— BEGIN Exercise inputs —
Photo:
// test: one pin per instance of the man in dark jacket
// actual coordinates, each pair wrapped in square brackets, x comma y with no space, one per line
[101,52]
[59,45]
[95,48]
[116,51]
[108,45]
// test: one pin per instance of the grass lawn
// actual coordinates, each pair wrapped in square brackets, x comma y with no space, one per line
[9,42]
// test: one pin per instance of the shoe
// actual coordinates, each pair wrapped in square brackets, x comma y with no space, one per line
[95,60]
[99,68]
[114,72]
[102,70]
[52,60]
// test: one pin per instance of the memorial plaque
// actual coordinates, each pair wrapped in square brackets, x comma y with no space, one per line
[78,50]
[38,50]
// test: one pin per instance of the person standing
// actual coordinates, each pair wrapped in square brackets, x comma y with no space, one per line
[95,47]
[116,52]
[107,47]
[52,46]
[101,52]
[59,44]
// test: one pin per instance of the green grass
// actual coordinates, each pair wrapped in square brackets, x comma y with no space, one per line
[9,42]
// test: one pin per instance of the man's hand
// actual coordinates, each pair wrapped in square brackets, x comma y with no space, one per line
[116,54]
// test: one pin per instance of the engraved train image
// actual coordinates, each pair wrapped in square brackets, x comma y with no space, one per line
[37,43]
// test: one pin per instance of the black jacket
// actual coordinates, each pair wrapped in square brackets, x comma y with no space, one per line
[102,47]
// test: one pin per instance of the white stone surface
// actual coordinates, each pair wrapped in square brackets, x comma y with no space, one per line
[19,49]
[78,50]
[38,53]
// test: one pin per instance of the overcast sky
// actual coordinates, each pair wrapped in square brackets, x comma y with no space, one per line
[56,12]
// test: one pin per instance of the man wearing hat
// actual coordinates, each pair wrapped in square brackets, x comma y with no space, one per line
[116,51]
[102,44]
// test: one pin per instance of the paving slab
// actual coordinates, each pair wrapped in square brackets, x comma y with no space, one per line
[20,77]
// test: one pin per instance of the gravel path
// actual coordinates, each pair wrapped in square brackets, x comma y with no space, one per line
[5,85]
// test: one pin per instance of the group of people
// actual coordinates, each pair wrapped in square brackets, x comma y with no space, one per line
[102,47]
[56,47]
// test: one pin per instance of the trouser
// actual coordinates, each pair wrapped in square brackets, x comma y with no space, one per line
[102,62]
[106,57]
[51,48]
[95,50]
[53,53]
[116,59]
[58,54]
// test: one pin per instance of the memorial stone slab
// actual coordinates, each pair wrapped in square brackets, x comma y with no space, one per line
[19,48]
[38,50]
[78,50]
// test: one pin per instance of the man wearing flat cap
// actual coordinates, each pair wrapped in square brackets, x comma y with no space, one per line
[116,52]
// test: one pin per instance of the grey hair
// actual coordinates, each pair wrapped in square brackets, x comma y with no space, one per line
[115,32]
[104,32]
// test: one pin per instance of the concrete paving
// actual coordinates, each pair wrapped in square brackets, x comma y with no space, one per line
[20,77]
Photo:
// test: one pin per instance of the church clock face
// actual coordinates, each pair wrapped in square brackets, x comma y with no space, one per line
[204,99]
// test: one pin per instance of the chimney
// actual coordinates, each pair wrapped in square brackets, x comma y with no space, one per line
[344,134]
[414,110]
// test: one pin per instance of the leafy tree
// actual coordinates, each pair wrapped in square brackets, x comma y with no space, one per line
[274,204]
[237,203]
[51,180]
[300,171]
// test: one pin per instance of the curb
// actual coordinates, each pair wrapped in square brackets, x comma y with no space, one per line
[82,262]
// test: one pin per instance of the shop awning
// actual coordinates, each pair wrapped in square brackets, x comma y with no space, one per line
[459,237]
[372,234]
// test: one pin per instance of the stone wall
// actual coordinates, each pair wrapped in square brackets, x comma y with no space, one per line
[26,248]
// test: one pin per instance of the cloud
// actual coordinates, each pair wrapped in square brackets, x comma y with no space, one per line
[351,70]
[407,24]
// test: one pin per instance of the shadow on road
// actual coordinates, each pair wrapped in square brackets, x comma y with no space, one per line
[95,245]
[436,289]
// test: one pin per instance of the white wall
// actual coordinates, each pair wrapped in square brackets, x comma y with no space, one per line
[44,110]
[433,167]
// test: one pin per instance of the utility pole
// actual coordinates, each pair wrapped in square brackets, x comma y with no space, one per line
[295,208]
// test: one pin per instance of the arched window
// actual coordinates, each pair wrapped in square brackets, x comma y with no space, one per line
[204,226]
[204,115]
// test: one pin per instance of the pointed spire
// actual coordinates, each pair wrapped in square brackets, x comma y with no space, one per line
— END Exercise inputs —
Edit the lines between the one holding "the shop awning" and the end of the material, inclusive, so that "utility pole" becomes "power pole" and nothing else changes. Give back only those lines.

// test: one pin per instance of the shop awning
// actual coordinates, each pair wrapped in square brackets, x comma y with no space, one per line
[459,237]
[372,234]
// test: one pin per instance of the stone wall
// actual coordinates, each pair wrapped in square brackets, x comma y with no space, one per line
[26,248]
// test: one pin per instance of the cloud
// actual coordinates, each pair wrapped in square brackets, x comma y with no space, one per line
[351,70]
[407,24]
// test: one pin per instance of the shadow on road
// actual coordinates, each pair wrapped in square brackets, x comma y with no space, one per line
[95,245]
[436,289]
// test: one pin per instance of the white wall
// actual coordinates, each pair wrapped in square brackets, x comma y with no space, one per line
[44,110]
[433,167]
// test: one pin per instance of the power pole
// actual coordinates, each pair wrapped in square brackets, x comma y with no space, one per line
[295,208]
// test: one pin per instance of the arched window
// actual coordinates, each pair wrapped in square brackets, x comma y with no space, one per line
[204,226]
[204,115]
// test: one pin per instance of the pointed spire
// actual coordinates, each pair wrapped in square brackets, x comma y with no space, one per line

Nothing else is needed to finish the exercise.